▸ **ASSIGNED TASK**
Arrange the stretch of the records below, from their start through the line containing "positive clicks: (212, 348) (201, 414)", as a Markdown table with the columns Row and Line. Number each line in Row, skip blank lines, and leave out the pictures.

▸ **DATA PROVIDED**
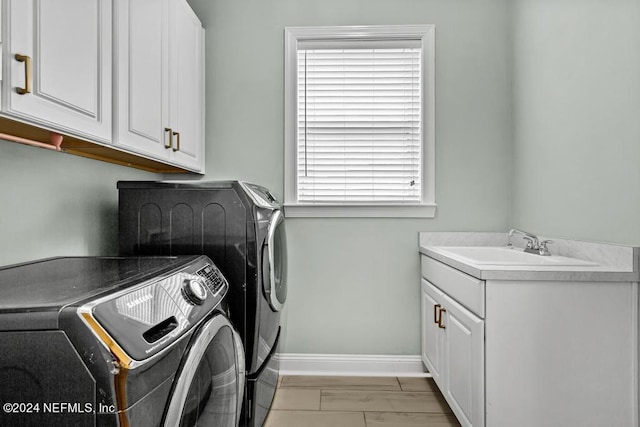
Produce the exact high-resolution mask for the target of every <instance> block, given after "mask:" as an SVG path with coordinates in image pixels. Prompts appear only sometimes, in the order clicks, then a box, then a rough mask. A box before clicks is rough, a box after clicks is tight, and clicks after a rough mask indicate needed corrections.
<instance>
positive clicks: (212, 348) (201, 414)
mask: <svg viewBox="0 0 640 427" xmlns="http://www.w3.org/2000/svg"><path fill="white" fill-rule="evenodd" d="M244 365H245V362H244V351H243V349H242V342H241V340H240V336H239V335H238V333H237V332H236V331H235V330H234V329H233V327H232V326H231V324H230V323H229V320H228V319H227V318H226V317H224V316H223V315H216V316H214V317H213V318H211V319H210V320H209V321H207V322H206V323H205V324H204V326H202V327H201V328H200V330H199V331H198V332H197V334H196V336H195V337H194V339H193V341H192V344H191V345H190V348H189V350H188V353H187V356H186V359H184V360H183V364H182V367H181V369H180V371H179V373H178V375H177V377H176V380H175V382H174V389H173V393H172V395H171V398H170V401H169V405H168V407H167V413H166V416H165V420H164V426H165V427H169V426H170V427H176V426H185V427H187V426H189V427H192V426H202V427H204V426H207V427H209V426H212V427H213V426H215V427H227V426H228V427H235V426H237V425H238V422H239V419H240V411H241V409H242V398H243V394H244V382H245V378H244V372H245V366H244Z"/></svg>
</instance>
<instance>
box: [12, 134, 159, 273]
mask: <svg viewBox="0 0 640 427" xmlns="http://www.w3.org/2000/svg"><path fill="white" fill-rule="evenodd" d="M0 131H1V130H0ZM157 177H158V175H156V174H152V173H147V172H142V171H138V170H135V169H131V168H126V167H123V166H116V165H112V164H109V163H104V162H99V161H95V160H89V159H85V158H82V157H77V156H72V155H69V154H64V153H56V152H53V151H49V150H45V149H42V148H34V147H28V146H25V145H20V144H16V143H12V142H7V141H2V140H0V179H1V181H2V185H1V186H0V206H2V214H0V242H1V243H0V266H3V265H8V264H13V263H17V262H23V261H29V260H34V259H39V258H46V257H52V256H63V255H116V254H117V252H118V238H117V233H118V191H117V189H116V182H117V181H118V180H120V179H122V180H125V179H156V178H157Z"/></svg>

▸ **COMPLETED TASK**
| Row | Line |
|---|---|
| 1 | Produce the exact high-resolution mask for the target of every <instance> block, given after "mask:" as an SVG path with coordinates in image pixels. Prompts appear only sometimes, in the order clicks, then a box, then a rough mask. A box before clicks is rough, a box after clicks is tight, and clicks after a rough mask indicate needed corrections. |
| 2 | <instance> |
| 3 | positive clicks: (212, 348) (201, 414) |